*What you need to do*:
Carry on the opinion piece about Jamie Dimon's pay from its final sentence, keeping its argument and tone.

*Excerpt*:
Dimon's $23 million payday isn't the problem

A cutout figure of JPMorgan Chase CEO Jamie Dimon hovers above a May 2011 protest against banks on Wall Street.

Story highlights

  • JPMorgan CEO Jamie Dimon gets $23 million pay package despite the bank's $2 billion loss
  • Ingo Walter and Jennifer Carpenter: Real concern should not be level of executive pay
  • They say bank shareholders and employees have incentives to take risks to make more money
  • Focus on changing risk incentives rather than amount of pay, the writers say

Here we go again. The perennial question of: "Would you rather own shares in a major financial conglomerate or manage one?" comes up as JPMorgan Chase loses more than $2 billion in trading bets.

The answer seems clear. If you're an executive who manages the money, you're likely to get a large paycheck and bonus even if you're responsible for the loss, directly or indirectly. Jamie Dimon is still getting his $23 million.

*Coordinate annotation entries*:
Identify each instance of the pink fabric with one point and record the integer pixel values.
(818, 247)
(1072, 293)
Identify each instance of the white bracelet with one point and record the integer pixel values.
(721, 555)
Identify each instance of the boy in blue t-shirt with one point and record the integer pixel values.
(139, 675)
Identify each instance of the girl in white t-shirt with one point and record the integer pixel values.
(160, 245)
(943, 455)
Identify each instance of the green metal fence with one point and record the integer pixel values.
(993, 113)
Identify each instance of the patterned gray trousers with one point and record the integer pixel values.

--

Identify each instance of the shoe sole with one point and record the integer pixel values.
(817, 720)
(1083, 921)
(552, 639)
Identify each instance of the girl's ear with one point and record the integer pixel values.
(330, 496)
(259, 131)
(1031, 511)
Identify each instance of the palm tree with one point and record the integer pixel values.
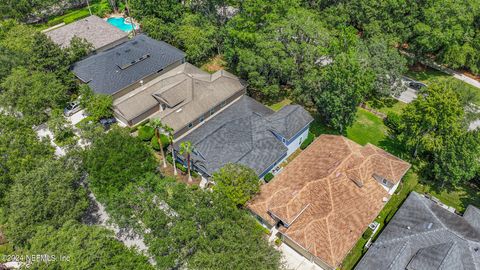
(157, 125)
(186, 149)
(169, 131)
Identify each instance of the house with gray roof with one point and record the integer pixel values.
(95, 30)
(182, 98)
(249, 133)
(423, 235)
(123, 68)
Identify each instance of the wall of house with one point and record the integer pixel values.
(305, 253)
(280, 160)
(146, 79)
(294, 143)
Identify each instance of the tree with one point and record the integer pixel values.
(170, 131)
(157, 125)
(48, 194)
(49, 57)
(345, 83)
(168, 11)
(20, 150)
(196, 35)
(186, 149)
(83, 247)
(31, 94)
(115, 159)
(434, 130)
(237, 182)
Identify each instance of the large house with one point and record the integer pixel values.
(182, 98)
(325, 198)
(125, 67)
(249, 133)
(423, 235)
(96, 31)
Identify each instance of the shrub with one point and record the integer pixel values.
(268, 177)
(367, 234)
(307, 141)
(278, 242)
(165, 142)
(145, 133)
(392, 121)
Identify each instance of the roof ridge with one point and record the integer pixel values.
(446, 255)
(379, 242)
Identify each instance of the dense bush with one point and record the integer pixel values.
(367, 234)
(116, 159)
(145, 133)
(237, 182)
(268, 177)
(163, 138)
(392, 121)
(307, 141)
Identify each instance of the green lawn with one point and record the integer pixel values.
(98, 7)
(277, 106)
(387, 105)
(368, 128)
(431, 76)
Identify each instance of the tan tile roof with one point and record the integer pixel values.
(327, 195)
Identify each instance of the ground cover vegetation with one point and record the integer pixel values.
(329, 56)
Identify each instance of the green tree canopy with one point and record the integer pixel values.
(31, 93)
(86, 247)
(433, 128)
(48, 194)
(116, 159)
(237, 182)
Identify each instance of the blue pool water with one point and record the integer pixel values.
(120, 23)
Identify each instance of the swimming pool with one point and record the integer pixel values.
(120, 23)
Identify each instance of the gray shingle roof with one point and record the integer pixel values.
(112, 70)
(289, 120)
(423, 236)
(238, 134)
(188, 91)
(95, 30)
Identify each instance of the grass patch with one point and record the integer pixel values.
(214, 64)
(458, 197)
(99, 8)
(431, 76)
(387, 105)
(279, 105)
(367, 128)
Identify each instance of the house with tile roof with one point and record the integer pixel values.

*Exercise output*:
Shares of the major banks continue to trade well below book value and generate miserable performance metrics -- and have over the years been very poor investments -- while senior executives and key employees continue to walk away with vastly outsize earnings, even when they oversee massive losses.

Shareholders certainly have reasons to object to huge executive pay packages, especially ordinary people whose fund managers have put in stakes of the bank shares in their pension and mutual fund accounts.

Ingo Walter

But the level of executive compensation comes out of shareholders' pockets. If shareholders are unhappy with the division of the spoils, they have no one to blame but themselves. After all, they can always take their money elsewhere if they don't think their cut of bank profits is big enough.

Jennifer Carpenter

The real concern for everyone -- including regulators and taxpayers -- is not the level of pay handed out to executives, nor how profits in a company are divided between employees and shareholders, but rather, the incentives for risk-taking that bank pay apparently continues to create.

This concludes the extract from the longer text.